* What is needed
A verbatim copy of the data below is the required output.

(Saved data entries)
------------------------------------------------
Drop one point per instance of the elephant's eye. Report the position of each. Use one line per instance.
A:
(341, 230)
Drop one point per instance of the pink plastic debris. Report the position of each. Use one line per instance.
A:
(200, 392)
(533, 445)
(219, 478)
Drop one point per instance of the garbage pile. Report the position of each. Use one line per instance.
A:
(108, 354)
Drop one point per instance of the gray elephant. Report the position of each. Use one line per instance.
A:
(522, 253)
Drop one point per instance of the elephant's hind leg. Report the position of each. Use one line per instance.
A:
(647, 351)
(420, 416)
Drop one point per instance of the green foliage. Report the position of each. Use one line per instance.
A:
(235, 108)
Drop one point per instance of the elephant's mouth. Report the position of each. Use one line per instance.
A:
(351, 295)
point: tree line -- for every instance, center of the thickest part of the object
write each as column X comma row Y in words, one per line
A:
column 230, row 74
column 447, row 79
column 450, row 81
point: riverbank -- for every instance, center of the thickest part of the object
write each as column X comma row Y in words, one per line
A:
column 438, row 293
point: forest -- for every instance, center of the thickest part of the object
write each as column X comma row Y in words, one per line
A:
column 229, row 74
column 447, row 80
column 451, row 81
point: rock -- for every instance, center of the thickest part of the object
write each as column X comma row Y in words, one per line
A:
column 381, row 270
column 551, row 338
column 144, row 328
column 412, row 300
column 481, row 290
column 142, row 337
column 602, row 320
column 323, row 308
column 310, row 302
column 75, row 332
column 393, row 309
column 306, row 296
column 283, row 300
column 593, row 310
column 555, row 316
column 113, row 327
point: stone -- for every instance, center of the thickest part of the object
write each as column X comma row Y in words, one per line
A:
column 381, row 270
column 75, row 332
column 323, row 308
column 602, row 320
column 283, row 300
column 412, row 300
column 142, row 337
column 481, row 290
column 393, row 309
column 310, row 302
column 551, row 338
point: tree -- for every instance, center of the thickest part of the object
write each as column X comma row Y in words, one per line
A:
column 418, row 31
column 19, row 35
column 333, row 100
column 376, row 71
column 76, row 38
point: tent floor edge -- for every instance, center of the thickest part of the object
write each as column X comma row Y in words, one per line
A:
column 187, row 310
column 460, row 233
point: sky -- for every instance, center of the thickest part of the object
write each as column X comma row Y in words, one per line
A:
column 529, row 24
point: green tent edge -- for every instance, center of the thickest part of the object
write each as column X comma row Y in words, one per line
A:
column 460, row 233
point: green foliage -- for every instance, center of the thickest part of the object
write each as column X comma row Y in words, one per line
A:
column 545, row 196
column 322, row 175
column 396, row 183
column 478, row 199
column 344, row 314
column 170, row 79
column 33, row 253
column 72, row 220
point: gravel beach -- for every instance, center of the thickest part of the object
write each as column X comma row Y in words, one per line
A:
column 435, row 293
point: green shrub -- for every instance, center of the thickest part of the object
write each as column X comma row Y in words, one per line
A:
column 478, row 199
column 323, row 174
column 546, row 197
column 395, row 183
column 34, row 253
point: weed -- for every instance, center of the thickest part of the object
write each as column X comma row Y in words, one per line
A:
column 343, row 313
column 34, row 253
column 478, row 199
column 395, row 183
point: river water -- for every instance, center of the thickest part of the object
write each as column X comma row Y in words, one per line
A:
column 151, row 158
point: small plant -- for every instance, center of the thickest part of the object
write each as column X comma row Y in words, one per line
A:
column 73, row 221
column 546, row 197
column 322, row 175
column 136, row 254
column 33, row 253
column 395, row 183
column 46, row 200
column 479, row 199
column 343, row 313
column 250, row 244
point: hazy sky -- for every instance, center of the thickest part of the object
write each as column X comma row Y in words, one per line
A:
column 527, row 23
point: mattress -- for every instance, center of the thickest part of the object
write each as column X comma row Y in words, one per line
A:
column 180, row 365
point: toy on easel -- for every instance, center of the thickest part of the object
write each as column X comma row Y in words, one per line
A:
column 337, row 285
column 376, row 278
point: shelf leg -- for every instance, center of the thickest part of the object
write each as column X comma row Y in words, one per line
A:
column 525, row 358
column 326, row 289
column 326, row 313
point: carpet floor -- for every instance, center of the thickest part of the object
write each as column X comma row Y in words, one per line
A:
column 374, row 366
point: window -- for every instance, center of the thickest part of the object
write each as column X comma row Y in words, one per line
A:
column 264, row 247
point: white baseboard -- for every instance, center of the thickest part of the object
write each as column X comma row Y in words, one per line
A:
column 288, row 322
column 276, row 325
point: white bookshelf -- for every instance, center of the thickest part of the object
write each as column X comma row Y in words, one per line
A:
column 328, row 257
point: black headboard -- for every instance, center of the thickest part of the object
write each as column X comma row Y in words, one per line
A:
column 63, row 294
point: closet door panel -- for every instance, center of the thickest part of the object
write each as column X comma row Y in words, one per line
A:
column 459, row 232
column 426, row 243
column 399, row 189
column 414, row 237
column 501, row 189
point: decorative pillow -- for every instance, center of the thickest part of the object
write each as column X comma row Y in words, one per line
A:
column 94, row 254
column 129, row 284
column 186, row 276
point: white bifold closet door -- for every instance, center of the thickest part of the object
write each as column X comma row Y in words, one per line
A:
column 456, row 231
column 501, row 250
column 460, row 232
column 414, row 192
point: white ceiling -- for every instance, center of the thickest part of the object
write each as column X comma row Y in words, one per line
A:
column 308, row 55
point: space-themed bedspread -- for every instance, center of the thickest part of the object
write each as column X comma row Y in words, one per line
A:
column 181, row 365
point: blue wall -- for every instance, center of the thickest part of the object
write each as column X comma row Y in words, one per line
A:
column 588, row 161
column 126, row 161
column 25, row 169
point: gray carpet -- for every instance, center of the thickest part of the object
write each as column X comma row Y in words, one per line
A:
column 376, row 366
------------------------------------------------
* Response to the exercise
Drop one point per instance of the elephant's eye. Report the position of each. Use one line per instance.
A:
(341, 230)
Drop one point per instance of the pink plastic debris. Report the position of each. Use one line per instance.
A:
(200, 392)
(533, 445)
(219, 478)
Drop one point per instance of the garbage pile. Report the position of each. Use one line per instance.
A:
(108, 354)
Drop one point per instance of the gray elephant. Report the position of each. Use one line per instance.
A:
(522, 253)
Drop one point per instance of the elephant's hind leg. Report the position of each. Use one line per instance.
A:
(647, 351)
(420, 416)
Drop one point per instance of the green foliage. Report the position of each. Use one line per instance.
A:
(235, 108)
Drop one point per instance of the elephant's mouth. Report the position of each. Use one line per instance.
A:
(351, 295)
point: tree line -- for every instance, center of the thickest part of the object
write each as column X comma row Y in words, one per line
A:
column 230, row 74
column 447, row 79
column 450, row 81
point: riverbank -- for every instance, center of the thickest part of the object
write each as column X comma row Y in words, one per line
A:
column 438, row 293
point: forest -- for every instance, center of the thickest part of the object
write each as column X comma row Y in words, one per line
A:
column 229, row 74
column 447, row 80
column 451, row 81
point: rock -- for every instance, center of the thickest part of the object
write each as column X comma row Y in words, one per line
A:
column 381, row 270
column 551, row 338
column 144, row 328
column 412, row 300
column 481, row 290
column 142, row 337
column 602, row 320
column 323, row 308
column 310, row 302
column 75, row 332
column 393, row 309
column 306, row 296
column 283, row 300
column 593, row 310
column 555, row 316
column 113, row 327
point: stone -- for every instance, center of the thickest part of the object
write each as column X comma row Y in words, one per line
A:
column 381, row 270
column 75, row 332
column 323, row 308
column 602, row 320
column 283, row 300
column 412, row 300
column 142, row 337
column 481, row 290
column 393, row 309
column 310, row 302
column 551, row 338
point: tree -- for every instance, center of the thickest part of the object
write each as column X comma row Y in words, one per line
A:
column 418, row 31
column 19, row 35
column 333, row 100
column 376, row 71
column 76, row 38
point: tent floor edge -- for every instance, center of the thickest part of the object
write each as column X comma row Y in words, one per line
A:
column 187, row 310
column 460, row 233
point: sky -- for every instance, center of the thickest part of the object
write each as column X comma row Y in words, one per line
A:
column 529, row 24
point: green tent edge -- for every instance, center of the thickest part of the object
write each as column X comma row Y in words, one per line
A:
column 460, row 233
point: green foliage -- for every instance, center of the thickest part of the object
write each as column X comma row Y in words, one per line
A:
column 545, row 196
column 322, row 175
column 396, row 183
column 478, row 199
column 344, row 314
column 170, row 79
column 33, row 253
column 72, row 220
point: gravel beach -- for every instance, center of the thickest part of the object
write each as column X comma row Y in words, one per line
A:
column 435, row 293
point: green shrub -- for every instance, center of the thickest part of the object
write each as column X comma row Y in words, one per line
A:
column 478, row 199
column 323, row 174
column 546, row 197
column 395, row 183
column 34, row 253
point: weed -- for every instance, center of the thickest part of the object
write each as column X comma row Y in words, one per line
A:
column 343, row 313
column 34, row 253
column 478, row 199
column 395, row 183
point: river water -- for every instance, center of the thickest part of the object
write each as column X comma row Y in words, one per line
A:
column 151, row 158
point: small plant -- for every instance, center of the thickest part of the object
write each as column X comma row Y in words, one per line
A:
column 73, row 221
column 546, row 197
column 322, row 175
column 136, row 254
column 33, row 253
column 395, row 183
column 46, row 200
column 479, row 199
column 343, row 313
column 250, row 244
point: hazy sky -- for every instance, center of the thickest part of the object
write each as column X comma row Y in words, one per line
A:
column 527, row 23
point: mattress -- for every instance, center of the thickest part of the object
write each as column X comma row Y in words, one per line
A:
column 180, row 365
point: toy on easel -- for every instance, center of the thickest part of the object
write each as column X comma row Y in words, one per line
A:
column 337, row 285
column 376, row 278
point: shelf leg -- for every instance, center of the thickest part of the object
write each as column X comma row Y in words, one per line
A:
column 525, row 358
column 326, row 289
column 326, row 313
point: carpet floor -- for every instance, center of the thickest part of the object
write each as column X comma row Y in words, one per line
A:
column 374, row 366
point: window -- for every instance, center of the thickest part of the object
write each as column X comma row Y in words, one per line
A:
column 264, row 247
point: white baseboard -- for every instance, center of the thickest part of the object
write each as column X comma row Y in words, one per line
A:
column 288, row 322
column 276, row 325
point: white bookshelf -- for every instance, center of the thickest part of the object
write each as column X comma row Y in words, one per line
A:
column 328, row 257
point: black headboard -- for every instance, center of the thickest part of the object
write each as column X comma row Y in words, one per line
A:
column 63, row 294
point: closet door panel -- for every instance, center of the thickest part of the object
write each as column X comma row Y in words, one per line
A:
column 459, row 232
column 426, row 243
column 399, row 189
column 414, row 237
column 501, row 189
point: decorative pillow -- for every instance, center of the thickest part of the object
write each as column X comma row Y in words, one per line
A:
column 94, row 254
column 129, row 284
column 186, row 276
point: white bifold closet door -- for every instance, center of the thickest part of the object
write each as column X comma row Y in words, one per line
A:
column 456, row 231
column 501, row 250
column 460, row 232
column 414, row 192
point: white ceiling -- for every instance, center of the thickest part of the object
write each as column X comma row Y in words, one per line
A:
column 308, row 55
point: space-themed bedspread -- for every instance, center of the thickest part of the object
write each as column X comma row Y in words, one per line
A:
column 181, row 365
point: blue wall -- for every instance, center of the thickest part of the object
write each as column X comma row Y in words, one per line
A:
column 588, row 161
column 126, row 161
column 25, row 169
point: gray carpet -- for every instance, center of the thickest part of the object
write each as column X comma row Y in words, one per line
A:
column 376, row 366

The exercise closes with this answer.